[Extracted entries]
--------------------------------

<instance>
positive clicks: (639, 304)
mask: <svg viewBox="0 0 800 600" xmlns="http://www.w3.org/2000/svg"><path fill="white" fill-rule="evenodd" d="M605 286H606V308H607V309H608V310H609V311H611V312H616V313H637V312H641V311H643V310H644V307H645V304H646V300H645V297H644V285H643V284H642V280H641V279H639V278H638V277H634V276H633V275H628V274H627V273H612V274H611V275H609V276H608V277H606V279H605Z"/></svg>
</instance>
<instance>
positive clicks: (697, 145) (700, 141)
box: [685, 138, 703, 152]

--------------------------------

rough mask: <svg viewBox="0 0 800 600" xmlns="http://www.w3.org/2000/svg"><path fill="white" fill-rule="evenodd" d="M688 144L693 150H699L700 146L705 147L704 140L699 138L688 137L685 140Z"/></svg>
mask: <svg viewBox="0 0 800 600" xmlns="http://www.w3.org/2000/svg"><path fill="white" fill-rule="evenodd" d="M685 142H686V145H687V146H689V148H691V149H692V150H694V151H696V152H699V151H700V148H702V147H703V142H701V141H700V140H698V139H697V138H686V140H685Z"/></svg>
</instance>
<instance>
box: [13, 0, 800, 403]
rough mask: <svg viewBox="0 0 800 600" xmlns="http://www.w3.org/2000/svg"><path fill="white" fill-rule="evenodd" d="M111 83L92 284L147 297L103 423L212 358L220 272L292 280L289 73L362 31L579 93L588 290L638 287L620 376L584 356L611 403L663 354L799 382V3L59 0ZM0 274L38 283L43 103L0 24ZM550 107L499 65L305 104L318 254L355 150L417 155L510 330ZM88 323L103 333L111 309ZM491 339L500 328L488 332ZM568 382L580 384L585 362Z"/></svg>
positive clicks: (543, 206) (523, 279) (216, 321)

--------------------------------

◆ EXERCISE ◆
Please state how many lines in the entries above contain the string "clicks". Give only the number.

◆ EXERCISE RESPONSE ◆
3